RECORDS FOR THIS TASK →
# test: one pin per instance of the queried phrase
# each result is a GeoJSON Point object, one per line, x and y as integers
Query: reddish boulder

* * *

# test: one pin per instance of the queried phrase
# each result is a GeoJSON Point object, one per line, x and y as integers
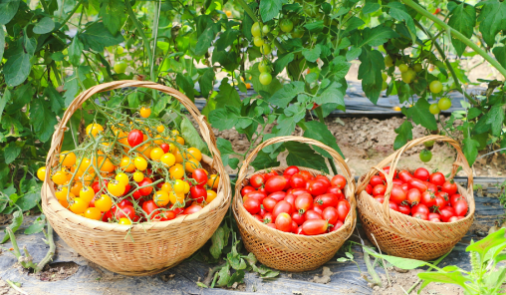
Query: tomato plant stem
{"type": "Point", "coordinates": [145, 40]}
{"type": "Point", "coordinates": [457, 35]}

YOUR OBJECTIVE →
Pick out each line of the records above that contains the string "Point". Case counts.

ANSWER TO THIS TASK →
# each result is a GeoJSON Point object, one per line, x and y as integers
# each result is a GeoJSON Point object, one per line, x and y as integers
{"type": "Point", "coordinates": [145, 40]}
{"type": "Point", "coordinates": [457, 35]}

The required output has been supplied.